• [WORK REQUEST] In the data below, find the line containing "Target: bench leg", then set down that line and every later line up to and including the line containing "Target: white lamp shade", exactly.

• [DATA PROVIDED]

────

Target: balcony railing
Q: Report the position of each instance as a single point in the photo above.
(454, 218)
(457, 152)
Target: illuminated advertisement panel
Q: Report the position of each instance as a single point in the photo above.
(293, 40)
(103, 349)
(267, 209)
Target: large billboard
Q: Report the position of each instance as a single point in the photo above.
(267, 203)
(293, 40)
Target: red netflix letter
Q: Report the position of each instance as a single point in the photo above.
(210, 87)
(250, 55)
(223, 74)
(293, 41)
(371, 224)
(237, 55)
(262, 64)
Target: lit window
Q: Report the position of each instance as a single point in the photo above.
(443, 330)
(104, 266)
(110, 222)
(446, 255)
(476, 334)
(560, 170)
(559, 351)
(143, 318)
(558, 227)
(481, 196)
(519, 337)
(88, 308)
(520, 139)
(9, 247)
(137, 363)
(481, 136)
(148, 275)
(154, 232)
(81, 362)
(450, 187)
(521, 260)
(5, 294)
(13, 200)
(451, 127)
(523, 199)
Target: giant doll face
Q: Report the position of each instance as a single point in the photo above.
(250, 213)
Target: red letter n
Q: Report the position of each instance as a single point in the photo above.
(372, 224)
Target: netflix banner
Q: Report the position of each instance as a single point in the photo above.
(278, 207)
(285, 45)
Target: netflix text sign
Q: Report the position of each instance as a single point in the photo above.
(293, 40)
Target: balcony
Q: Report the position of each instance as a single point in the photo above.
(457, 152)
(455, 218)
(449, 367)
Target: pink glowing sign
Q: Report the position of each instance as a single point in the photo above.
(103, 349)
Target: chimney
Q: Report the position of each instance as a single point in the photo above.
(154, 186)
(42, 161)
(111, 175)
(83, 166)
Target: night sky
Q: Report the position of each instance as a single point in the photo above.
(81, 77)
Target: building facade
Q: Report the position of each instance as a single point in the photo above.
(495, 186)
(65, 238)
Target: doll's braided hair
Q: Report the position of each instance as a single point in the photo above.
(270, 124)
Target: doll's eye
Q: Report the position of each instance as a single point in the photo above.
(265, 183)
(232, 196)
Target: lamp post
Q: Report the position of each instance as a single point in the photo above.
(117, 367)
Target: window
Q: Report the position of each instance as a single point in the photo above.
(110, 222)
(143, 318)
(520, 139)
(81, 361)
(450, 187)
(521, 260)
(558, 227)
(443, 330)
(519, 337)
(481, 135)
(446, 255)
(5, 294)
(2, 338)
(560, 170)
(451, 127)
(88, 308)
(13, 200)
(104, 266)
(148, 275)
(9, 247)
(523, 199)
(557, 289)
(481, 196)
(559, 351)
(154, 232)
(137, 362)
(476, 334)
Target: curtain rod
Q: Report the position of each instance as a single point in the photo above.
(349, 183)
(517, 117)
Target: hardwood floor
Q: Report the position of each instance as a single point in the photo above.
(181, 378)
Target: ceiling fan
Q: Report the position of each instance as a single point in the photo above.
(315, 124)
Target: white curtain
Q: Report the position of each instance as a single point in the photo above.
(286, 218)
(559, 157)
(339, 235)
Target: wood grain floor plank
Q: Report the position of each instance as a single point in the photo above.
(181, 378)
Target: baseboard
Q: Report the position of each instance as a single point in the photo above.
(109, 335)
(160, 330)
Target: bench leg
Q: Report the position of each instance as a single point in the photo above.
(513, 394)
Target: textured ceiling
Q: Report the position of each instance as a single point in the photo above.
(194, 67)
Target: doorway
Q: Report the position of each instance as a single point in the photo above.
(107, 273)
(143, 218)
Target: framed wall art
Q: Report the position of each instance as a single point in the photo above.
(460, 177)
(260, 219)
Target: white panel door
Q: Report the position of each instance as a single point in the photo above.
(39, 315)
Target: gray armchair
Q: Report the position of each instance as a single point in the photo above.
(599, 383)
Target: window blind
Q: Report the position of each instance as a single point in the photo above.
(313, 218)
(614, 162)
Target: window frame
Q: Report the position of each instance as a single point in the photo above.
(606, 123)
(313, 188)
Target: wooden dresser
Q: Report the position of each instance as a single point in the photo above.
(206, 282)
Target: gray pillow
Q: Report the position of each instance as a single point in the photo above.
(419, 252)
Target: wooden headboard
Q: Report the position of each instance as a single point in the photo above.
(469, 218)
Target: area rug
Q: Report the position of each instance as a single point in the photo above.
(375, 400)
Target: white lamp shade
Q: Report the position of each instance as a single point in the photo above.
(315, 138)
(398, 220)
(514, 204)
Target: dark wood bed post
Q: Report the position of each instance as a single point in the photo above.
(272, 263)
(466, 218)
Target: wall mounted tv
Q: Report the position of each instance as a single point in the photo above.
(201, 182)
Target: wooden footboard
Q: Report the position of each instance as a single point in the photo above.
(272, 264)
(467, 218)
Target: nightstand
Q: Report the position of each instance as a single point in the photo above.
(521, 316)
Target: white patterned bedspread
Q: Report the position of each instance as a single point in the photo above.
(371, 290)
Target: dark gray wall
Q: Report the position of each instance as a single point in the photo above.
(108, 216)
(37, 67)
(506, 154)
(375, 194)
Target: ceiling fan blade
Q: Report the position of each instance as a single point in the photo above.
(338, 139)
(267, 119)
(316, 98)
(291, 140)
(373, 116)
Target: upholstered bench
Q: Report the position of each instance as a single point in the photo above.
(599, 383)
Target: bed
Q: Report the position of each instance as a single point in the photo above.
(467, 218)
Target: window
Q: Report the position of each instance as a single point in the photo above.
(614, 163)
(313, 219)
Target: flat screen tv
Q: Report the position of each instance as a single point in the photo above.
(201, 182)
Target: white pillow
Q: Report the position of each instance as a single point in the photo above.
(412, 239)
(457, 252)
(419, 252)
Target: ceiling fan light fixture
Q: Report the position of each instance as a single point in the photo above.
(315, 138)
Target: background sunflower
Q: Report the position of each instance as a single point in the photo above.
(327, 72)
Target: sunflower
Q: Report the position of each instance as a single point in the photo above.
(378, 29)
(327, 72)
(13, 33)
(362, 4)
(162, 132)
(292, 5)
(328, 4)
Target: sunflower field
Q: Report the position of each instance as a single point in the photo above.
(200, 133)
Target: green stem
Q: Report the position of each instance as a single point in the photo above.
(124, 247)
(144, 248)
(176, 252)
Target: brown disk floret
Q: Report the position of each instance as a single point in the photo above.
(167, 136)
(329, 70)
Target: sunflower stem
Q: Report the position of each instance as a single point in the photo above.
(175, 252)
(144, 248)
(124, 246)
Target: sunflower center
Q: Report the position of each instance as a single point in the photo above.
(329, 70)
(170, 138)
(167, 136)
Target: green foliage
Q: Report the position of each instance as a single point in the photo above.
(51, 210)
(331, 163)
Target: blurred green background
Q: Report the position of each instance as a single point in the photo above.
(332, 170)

────

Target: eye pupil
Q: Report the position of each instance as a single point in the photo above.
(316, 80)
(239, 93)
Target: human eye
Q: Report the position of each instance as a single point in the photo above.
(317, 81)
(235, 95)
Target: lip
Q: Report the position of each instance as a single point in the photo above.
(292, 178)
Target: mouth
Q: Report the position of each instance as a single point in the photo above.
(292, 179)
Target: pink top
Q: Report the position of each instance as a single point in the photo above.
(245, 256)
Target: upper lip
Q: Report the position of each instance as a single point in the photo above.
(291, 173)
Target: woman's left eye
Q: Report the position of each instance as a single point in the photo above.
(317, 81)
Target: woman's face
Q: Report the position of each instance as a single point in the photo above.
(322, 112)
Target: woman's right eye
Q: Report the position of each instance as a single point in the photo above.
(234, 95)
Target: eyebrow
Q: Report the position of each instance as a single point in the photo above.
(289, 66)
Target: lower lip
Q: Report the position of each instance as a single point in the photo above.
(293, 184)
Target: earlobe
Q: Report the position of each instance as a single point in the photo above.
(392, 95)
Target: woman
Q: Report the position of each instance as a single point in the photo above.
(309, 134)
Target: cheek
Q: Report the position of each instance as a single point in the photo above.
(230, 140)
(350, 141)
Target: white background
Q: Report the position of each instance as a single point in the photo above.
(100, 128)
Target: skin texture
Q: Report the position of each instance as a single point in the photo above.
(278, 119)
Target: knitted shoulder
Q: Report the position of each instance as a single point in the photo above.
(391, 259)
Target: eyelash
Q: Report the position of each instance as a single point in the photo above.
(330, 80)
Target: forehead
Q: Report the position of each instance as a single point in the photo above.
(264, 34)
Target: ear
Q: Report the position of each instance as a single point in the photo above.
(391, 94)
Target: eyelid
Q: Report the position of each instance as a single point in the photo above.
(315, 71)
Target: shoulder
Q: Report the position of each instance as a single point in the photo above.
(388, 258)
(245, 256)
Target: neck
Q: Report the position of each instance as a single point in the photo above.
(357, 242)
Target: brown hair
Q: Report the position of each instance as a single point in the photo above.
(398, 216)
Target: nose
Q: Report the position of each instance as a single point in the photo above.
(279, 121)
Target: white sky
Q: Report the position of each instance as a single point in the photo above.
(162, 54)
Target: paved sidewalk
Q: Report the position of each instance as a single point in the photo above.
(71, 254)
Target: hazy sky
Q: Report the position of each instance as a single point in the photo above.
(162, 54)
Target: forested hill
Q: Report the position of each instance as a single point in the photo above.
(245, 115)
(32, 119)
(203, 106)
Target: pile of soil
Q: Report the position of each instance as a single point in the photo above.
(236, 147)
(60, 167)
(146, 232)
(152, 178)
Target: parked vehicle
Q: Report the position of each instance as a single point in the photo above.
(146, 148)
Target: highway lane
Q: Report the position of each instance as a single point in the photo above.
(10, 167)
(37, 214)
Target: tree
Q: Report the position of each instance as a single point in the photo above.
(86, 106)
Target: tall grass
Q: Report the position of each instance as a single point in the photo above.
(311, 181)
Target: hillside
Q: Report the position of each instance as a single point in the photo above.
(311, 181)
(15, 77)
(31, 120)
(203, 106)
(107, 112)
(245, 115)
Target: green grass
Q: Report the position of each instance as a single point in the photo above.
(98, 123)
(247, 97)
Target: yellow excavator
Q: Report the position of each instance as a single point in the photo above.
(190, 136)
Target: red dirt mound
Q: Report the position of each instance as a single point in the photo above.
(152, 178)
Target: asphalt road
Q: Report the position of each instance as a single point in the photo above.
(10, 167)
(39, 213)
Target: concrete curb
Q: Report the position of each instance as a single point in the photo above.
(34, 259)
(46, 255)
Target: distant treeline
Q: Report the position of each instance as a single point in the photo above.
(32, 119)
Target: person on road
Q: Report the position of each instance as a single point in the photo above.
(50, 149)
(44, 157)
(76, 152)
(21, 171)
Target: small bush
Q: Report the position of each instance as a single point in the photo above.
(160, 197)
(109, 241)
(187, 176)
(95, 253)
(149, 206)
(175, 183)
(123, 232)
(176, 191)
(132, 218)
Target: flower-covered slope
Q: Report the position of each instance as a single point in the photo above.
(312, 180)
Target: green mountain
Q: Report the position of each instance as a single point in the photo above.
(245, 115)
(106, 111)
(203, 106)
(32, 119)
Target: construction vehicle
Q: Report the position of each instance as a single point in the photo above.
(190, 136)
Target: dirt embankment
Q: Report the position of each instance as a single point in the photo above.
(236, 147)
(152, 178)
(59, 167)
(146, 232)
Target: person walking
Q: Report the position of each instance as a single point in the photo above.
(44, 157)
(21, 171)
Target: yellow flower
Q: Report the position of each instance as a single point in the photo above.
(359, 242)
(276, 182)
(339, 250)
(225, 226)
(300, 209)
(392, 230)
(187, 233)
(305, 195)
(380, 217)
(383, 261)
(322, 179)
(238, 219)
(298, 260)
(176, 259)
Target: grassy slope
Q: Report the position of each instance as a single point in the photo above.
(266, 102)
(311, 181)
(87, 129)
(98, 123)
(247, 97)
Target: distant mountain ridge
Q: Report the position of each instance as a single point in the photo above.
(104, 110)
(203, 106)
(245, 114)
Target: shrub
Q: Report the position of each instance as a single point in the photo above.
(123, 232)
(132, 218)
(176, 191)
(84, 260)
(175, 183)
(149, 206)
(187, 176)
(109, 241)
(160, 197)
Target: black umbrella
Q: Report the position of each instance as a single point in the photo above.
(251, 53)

────

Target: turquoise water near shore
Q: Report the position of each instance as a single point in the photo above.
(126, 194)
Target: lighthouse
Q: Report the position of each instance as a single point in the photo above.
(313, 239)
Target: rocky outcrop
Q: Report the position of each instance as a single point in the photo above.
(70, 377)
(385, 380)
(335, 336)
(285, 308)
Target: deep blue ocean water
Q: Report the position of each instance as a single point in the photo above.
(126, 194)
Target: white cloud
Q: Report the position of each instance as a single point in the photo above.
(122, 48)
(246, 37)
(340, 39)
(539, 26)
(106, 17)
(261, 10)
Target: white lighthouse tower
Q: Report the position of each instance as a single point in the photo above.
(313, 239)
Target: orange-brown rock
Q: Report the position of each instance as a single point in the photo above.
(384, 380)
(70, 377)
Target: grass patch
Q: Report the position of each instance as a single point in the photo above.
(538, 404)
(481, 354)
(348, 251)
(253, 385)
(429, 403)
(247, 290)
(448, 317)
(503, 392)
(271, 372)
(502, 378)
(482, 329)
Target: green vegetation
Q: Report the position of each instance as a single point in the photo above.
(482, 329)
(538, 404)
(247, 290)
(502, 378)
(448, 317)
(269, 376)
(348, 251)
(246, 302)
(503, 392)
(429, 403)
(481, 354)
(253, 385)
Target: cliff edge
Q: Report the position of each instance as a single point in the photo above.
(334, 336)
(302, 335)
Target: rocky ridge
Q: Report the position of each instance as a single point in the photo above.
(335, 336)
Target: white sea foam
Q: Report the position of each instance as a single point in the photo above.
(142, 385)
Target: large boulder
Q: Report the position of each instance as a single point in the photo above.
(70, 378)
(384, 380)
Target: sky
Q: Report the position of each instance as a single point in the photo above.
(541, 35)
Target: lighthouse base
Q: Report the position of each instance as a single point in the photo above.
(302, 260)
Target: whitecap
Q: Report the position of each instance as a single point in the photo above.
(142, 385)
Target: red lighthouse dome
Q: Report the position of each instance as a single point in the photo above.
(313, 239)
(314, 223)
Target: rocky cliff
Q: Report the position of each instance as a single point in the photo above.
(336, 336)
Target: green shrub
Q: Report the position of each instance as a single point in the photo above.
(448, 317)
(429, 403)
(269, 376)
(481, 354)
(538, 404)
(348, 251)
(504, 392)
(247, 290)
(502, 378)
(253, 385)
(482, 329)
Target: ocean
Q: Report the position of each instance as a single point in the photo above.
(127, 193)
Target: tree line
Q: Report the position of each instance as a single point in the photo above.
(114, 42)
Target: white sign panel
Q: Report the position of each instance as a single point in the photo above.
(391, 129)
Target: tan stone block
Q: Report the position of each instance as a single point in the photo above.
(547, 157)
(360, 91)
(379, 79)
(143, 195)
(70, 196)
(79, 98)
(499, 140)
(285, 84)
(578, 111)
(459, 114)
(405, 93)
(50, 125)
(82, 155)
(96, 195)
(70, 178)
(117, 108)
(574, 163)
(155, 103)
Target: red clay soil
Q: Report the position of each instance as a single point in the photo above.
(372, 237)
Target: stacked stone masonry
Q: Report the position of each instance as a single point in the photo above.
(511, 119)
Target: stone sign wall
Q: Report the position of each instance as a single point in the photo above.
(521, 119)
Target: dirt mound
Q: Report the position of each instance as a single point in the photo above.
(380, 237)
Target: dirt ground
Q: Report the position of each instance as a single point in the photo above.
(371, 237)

────

• [WRITTEN RESPONSE]
Target: bench leg
Q: Report the position of each instance as a single point in the photo above.
(513, 394)
Target: textured ceiling
Q: Report the position of each instance as a single point in the photo above.
(194, 67)
Target: doorway
Q: Report the position of each instance as a single point in the photo above.
(107, 273)
(143, 218)
Target: framed wall art
Q: Report the position of each instance as a single point in the photo above.
(460, 177)
(260, 219)
Target: white panel door
Q: Report the position of each instance as a single point in the photo above.
(39, 315)
Target: gray armchair
Q: Report the position of each instance as a single point in the photo above.
(599, 383)
Target: window blind
Q: Report the position of each instance as a single point in the photo above.
(313, 218)
(614, 162)
Target: window frame
Q: Report the position of each instance as a single point in the photo above.
(606, 123)
(313, 188)
Target: wooden dresser
Q: Report the position of each instance as a single point in the photo above.
(206, 282)
Target: gray pillow
Q: Report the position of each instance as a single point in the photo above.
(419, 252)
Target: wooden headboard
Q: Report the position of each instance as a single point in the photo above.
(469, 218)
Target: area rug
Q: Report the position of each instance as a single point in the photo above.
(375, 400)
Target: white lamp shade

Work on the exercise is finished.